* DOCUMENT SOURCE *
+---+

Margot ou le brutal retour en arrière de la Pologne

Malgorzata Szutowicz alias Margot (à droite), lors de son arrestation à Varsovie le 7 août. Photo Czarek Sokolowski .AP

Par Agnieszka Zuk, auteure et traductrice polonaise — 14 août 2020 à 09:40

Tribune paru pour la première fois dans Libération

 

L’arrestation d’une jeune militante trans à Varsovie le 7 août reflète l’accélération de la «contre-révolution» voulue par le parti Droit et Justice (PiS) au pouvoir. Femmes et LGBT en sont les premières victimes.

Tribune. Le 7 août à Varsovie, Margot (1), une jeune femme trans, militante des droits LGBT+, qui avait dégradé un van affichant des propos homophobes, a été placée en détention provisoire pour une durée de deux mois. Sur les enregistrements vidéo qui circulent sur Internet, on voit la police interpeller avec une extrême brutalité la petite foule venue s’opposer à son arrestation.

+---+

* EXERCICE PROPOSÉ *
Indiquez, d'après la tribune, pour combien de temps Margot a été placée en détention provisoire le 7 août. Les enregistrements n'ont aucun lien avec la tribune.

Entrées d'annotation de formes:
+---+

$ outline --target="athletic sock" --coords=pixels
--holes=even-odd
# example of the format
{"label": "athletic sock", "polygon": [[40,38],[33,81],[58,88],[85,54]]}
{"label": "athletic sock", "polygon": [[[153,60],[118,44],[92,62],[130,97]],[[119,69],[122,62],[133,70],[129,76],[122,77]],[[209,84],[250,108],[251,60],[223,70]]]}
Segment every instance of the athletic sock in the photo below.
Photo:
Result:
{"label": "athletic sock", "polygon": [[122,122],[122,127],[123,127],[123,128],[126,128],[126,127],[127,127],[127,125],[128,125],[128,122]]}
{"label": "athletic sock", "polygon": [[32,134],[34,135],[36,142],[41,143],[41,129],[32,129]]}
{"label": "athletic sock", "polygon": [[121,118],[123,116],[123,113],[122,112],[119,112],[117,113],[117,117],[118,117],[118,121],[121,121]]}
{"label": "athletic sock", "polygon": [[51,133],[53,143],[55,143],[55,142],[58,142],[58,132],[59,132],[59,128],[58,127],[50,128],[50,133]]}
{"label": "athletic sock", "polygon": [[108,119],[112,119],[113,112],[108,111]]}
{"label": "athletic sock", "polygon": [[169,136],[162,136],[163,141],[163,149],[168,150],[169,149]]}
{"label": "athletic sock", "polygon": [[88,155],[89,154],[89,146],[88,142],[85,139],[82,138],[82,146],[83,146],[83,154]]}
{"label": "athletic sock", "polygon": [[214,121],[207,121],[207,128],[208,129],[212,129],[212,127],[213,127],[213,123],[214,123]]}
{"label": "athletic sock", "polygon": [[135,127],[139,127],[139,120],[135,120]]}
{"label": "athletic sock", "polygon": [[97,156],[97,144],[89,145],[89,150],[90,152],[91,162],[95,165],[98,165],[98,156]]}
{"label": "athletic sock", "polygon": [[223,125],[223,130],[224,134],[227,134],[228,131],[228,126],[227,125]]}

+---+

* EXERCICE CORRIGÉ *
Pour une durée de deux mois.